**SOURCE DOCUMENT**
# Start Here > Ron Paul Forum >  Ron to talk to teaparty gathering - looks like it will be live streamed at CNN

## theczar1776

http://live.cnn.com/

----------


## sailingaway

thanks. Do you know if that is eastern time?

----------


## SamuraisWisdom

It's about time they went after the Tea Party.

----------


## SamuraisWisdom

It's on at 3:45 Eastern

----------


## matt0611

> It's about time they went after the Tea Party.


Yeah, its only been 4 years

----------


## Paulitics 2011

When does it start?

----------


## KingRobbStark

Nice. Lets bring the Tea Party back to its roots.

----------


## bluesc

Hopefully Sen. Tom Davis is there to warm the room before Ron speaks.

----------


## muh_roads

I think the tea party is too far gone and too co-opted by neocon chickenhawk RINO's...military industrial boobus runs deep when initially it didn't.

Hope for the best, expect the worst.

----------


## BUSHLIED

It says 3:45pm.

----------


## The Goat

SC Sen. Tom Davis could be a route to a revival of the tea party.

----------


## No Free Beer

how can anyone consider anyone other than Paul "tea party"? The dude started the movement. The dude just got an endorsement from a tea party state senator.

----------


## jbuttell

> I think the tea party is too far gone and too co-opted by neocon chickenhawk RINO's...military industrial boobus runs deep when initially it didn't.
> 
> Hope for the best, expect the worst.


Agreed. When Rush, Shanity, Levin all claim to be tea party... when alleged tea party vote goes to people like Santorum or Gingrich, you know it's become nothing but a joke.

----------


## LibertyIn08

Anyone have another live stream? CNN.com one never works for me.

----------


## EaSy

try this one: http://edition.cnn.com/video/flashLi...stream=stream1

----------


## tfurrh

this lady......gah.

----------


## tfurrh

nvmnd

----------


## swissaustrian

Shouldn't Ron be on now?

----------


## dancjm

What time is it ET?

**DATA SECTION**
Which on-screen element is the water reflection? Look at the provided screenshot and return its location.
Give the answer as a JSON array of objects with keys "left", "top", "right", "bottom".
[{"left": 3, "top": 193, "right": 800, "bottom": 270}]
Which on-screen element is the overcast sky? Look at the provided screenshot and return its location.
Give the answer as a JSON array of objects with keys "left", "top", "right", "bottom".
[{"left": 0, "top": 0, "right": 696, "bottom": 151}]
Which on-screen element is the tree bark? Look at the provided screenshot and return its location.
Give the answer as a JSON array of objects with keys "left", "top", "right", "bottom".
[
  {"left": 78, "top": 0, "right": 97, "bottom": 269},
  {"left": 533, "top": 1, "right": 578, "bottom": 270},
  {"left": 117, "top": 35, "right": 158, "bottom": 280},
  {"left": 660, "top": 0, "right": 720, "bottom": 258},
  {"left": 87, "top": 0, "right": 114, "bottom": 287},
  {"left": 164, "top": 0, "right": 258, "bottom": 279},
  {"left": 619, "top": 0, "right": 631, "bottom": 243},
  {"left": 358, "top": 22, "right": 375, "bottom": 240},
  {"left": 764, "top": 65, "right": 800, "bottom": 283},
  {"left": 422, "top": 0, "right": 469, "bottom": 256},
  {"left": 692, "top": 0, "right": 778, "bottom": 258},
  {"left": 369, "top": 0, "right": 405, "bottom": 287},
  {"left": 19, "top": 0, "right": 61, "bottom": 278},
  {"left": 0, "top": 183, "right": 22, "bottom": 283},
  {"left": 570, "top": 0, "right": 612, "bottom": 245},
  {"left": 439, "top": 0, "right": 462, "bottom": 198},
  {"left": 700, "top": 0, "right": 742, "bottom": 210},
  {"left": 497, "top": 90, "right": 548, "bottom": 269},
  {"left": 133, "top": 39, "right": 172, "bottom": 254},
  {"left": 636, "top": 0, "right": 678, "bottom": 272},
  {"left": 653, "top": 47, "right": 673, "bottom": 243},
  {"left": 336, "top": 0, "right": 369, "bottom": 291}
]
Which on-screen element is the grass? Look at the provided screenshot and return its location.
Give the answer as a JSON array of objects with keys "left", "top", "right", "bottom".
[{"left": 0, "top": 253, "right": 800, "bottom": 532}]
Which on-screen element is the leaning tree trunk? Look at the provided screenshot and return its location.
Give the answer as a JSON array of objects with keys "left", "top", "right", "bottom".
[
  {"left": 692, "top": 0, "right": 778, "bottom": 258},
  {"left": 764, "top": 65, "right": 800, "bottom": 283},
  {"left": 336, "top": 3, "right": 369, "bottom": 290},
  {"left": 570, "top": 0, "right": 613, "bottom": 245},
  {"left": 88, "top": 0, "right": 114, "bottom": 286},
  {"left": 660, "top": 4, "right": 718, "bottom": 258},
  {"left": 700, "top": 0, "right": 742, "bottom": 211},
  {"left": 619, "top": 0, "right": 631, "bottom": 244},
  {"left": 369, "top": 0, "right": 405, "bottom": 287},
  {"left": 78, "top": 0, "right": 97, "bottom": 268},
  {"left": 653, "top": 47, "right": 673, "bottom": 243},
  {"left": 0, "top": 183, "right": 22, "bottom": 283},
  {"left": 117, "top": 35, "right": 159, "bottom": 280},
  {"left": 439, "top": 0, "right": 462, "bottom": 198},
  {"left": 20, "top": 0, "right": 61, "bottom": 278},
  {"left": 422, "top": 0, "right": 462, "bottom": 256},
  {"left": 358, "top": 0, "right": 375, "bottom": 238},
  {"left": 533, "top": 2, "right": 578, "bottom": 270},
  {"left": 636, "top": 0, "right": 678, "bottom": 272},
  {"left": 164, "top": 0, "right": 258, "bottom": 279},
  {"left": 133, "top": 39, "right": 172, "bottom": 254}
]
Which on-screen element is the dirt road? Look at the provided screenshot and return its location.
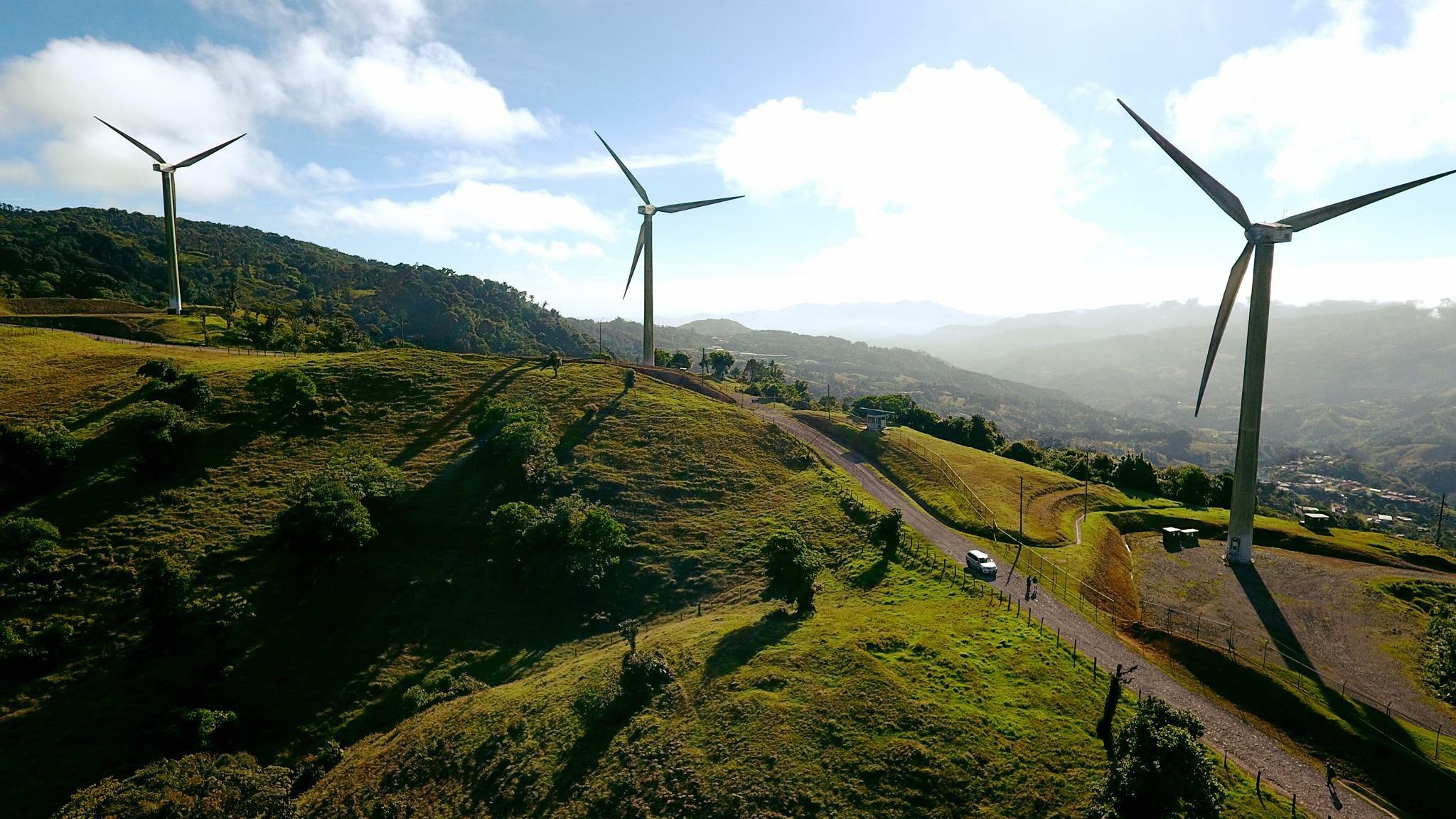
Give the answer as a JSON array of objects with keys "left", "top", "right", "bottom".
[{"left": 739, "top": 397, "right": 1389, "bottom": 819}]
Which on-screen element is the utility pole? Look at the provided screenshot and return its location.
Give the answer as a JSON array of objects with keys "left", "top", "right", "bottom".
[{"left": 1435, "top": 493, "right": 1446, "bottom": 550}]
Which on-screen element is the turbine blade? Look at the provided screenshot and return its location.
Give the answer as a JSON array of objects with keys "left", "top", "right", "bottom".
[
  {"left": 96, "top": 117, "right": 168, "bottom": 165},
  {"left": 1192, "top": 242, "right": 1253, "bottom": 418},
  {"left": 657, "top": 194, "right": 742, "bottom": 213},
  {"left": 621, "top": 220, "right": 646, "bottom": 299},
  {"left": 1117, "top": 99, "right": 1249, "bottom": 228},
  {"left": 1280, "top": 171, "right": 1456, "bottom": 230},
  {"left": 593, "top": 131, "right": 653, "bottom": 204},
  {"left": 176, "top": 134, "right": 247, "bottom": 168}
]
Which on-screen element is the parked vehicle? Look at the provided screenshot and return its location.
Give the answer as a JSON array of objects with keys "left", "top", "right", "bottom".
[{"left": 965, "top": 550, "right": 999, "bottom": 580}]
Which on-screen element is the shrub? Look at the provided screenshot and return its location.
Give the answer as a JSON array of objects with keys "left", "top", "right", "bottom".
[
  {"left": 150, "top": 373, "right": 213, "bottom": 412},
  {"left": 0, "top": 516, "right": 61, "bottom": 555},
  {"left": 405, "top": 670, "right": 488, "bottom": 714},
  {"left": 55, "top": 754, "right": 294, "bottom": 819},
  {"left": 1101, "top": 697, "right": 1223, "bottom": 819},
  {"left": 114, "top": 401, "right": 192, "bottom": 471},
  {"left": 137, "top": 358, "right": 178, "bottom": 383},
  {"left": 763, "top": 529, "right": 823, "bottom": 615},
  {"left": 486, "top": 496, "right": 628, "bottom": 592},
  {"left": 1423, "top": 605, "right": 1456, "bottom": 705},
  {"left": 278, "top": 478, "right": 378, "bottom": 552},
  {"left": 245, "top": 368, "right": 319, "bottom": 418},
  {"left": 869, "top": 508, "right": 901, "bottom": 560},
  {"left": 1000, "top": 440, "right": 1041, "bottom": 466},
  {"left": 0, "top": 421, "right": 80, "bottom": 491}
]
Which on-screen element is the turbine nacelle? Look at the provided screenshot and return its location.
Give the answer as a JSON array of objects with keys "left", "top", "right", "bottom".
[{"left": 1243, "top": 222, "right": 1295, "bottom": 245}]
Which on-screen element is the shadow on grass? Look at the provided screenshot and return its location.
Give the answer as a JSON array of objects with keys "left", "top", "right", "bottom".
[
  {"left": 390, "top": 360, "right": 530, "bottom": 466},
  {"left": 849, "top": 557, "right": 889, "bottom": 589},
  {"left": 703, "top": 609, "right": 803, "bottom": 679},
  {"left": 1229, "top": 564, "right": 1319, "bottom": 682},
  {"left": 1134, "top": 628, "right": 1456, "bottom": 816}
]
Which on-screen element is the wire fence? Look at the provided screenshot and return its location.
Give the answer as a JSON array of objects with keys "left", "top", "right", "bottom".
[
  {"left": 897, "top": 422, "right": 1456, "bottom": 778},
  {"left": 0, "top": 319, "right": 301, "bottom": 357}
]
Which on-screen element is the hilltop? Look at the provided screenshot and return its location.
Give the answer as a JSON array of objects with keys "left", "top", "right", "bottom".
[
  {"left": 0, "top": 205, "right": 596, "bottom": 355},
  {"left": 0, "top": 333, "right": 1287, "bottom": 818}
]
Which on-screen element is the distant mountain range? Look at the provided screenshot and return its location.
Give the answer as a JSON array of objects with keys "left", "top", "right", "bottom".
[{"left": 658, "top": 301, "right": 997, "bottom": 341}]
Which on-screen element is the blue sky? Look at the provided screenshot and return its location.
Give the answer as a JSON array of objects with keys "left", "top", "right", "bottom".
[{"left": 0, "top": 0, "right": 1456, "bottom": 318}]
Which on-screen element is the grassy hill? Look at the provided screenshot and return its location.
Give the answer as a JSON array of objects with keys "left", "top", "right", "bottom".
[
  {"left": 0, "top": 204, "right": 596, "bottom": 355},
  {"left": 0, "top": 333, "right": 1287, "bottom": 818}
]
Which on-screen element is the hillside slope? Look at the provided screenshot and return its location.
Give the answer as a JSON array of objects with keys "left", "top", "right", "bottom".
[
  {"left": 0, "top": 333, "right": 1287, "bottom": 818},
  {"left": 0, "top": 205, "right": 596, "bottom": 355}
]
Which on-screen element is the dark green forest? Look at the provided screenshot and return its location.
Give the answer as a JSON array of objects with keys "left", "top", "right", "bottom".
[{"left": 0, "top": 204, "right": 596, "bottom": 355}]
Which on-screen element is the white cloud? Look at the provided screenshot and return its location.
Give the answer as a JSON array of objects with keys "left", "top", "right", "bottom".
[
  {"left": 321, "top": 181, "right": 611, "bottom": 242},
  {"left": 299, "top": 162, "right": 358, "bottom": 188},
  {"left": 0, "top": 159, "right": 41, "bottom": 185},
  {"left": 1167, "top": 0, "right": 1456, "bottom": 189},
  {"left": 0, "top": 0, "right": 545, "bottom": 200},
  {"left": 489, "top": 233, "right": 601, "bottom": 262},
  {"left": 718, "top": 61, "right": 1113, "bottom": 311}
]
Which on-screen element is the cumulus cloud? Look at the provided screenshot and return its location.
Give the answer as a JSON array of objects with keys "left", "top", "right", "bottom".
[
  {"left": 328, "top": 181, "right": 611, "bottom": 239},
  {"left": 717, "top": 61, "right": 1111, "bottom": 309},
  {"left": 1167, "top": 0, "right": 1456, "bottom": 189},
  {"left": 0, "top": 159, "right": 41, "bottom": 185},
  {"left": 489, "top": 233, "right": 601, "bottom": 262},
  {"left": 0, "top": 0, "right": 545, "bottom": 200}
]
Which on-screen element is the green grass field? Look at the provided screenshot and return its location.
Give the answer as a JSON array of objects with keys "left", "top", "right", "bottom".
[{"left": 0, "top": 333, "right": 1298, "bottom": 818}]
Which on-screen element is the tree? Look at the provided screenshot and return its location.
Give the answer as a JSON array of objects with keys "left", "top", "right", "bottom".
[
  {"left": 707, "top": 350, "right": 734, "bottom": 380},
  {"left": 617, "top": 616, "right": 642, "bottom": 653},
  {"left": 0, "top": 421, "right": 82, "bottom": 493},
  {"left": 278, "top": 478, "right": 378, "bottom": 554},
  {"left": 112, "top": 401, "right": 192, "bottom": 471},
  {"left": 137, "top": 358, "right": 178, "bottom": 383},
  {"left": 1101, "top": 697, "right": 1223, "bottom": 819},
  {"left": 763, "top": 529, "right": 823, "bottom": 615},
  {"left": 0, "top": 516, "right": 61, "bottom": 557},
  {"left": 1113, "top": 451, "right": 1157, "bottom": 496},
  {"left": 869, "top": 508, "right": 901, "bottom": 560},
  {"left": 243, "top": 368, "right": 319, "bottom": 418},
  {"left": 55, "top": 754, "right": 294, "bottom": 819},
  {"left": 1423, "top": 605, "right": 1456, "bottom": 705}
]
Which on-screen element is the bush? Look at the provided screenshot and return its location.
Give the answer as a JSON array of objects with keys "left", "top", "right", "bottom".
[
  {"left": 1101, "top": 697, "right": 1223, "bottom": 819},
  {"left": 405, "top": 670, "right": 488, "bottom": 714},
  {"left": 243, "top": 368, "right": 319, "bottom": 418},
  {"left": 1421, "top": 605, "right": 1456, "bottom": 705},
  {"left": 278, "top": 478, "right": 378, "bottom": 554},
  {"left": 112, "top": 401, "right": 192, "bottom": 471},
  {"left": 0, "top": 421, "right": 82, "bottom": 491},
  {"left": 486, "top": 496, "right": 628, "bottom": 592},
  {"left": 763, "top": 529, "right": 823, "bottom": 615},
  {"left": 54, "top": 754, "right": 294, "bottom": 819},
  {"left": 150, "top": 373, "right": 213, "bottom": 412},
  {"left": 0, "top": 518, "right": 61, "bottom": 557},
  {"left": 137, "top": 358, "right": 178, "bottom": 383}
]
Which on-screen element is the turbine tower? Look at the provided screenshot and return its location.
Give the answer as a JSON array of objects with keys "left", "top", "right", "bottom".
[
  {"left": 1117, "top": 99, "right": 1456, "bottom": 564},
  {"left": 96, "top": 117, "right": 247, "bottom": 316},
  {"left": 593, "top": 131, "right": 742, "bottom": 361}
]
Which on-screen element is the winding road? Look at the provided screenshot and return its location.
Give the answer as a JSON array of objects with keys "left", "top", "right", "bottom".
[{"left": 735, "top": 395, "right": 1391, "bottom": 819}]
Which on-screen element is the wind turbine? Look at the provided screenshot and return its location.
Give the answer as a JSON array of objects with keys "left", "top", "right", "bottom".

**AIM**
Reproduce the forum thread word for word, everything from "## The Goat" down to "party state senator.". Rely on the forum thread by itself.

**OUTPUT BELOW**
## The Goat

SC Sen. Tom Davis could be a route to a revival of the tea party.

----------


## No Free Beer

how can anyone consider anyone other than Paul "tea party"? The dude started the movement. The dude just got an endorsement from a tea party state senator.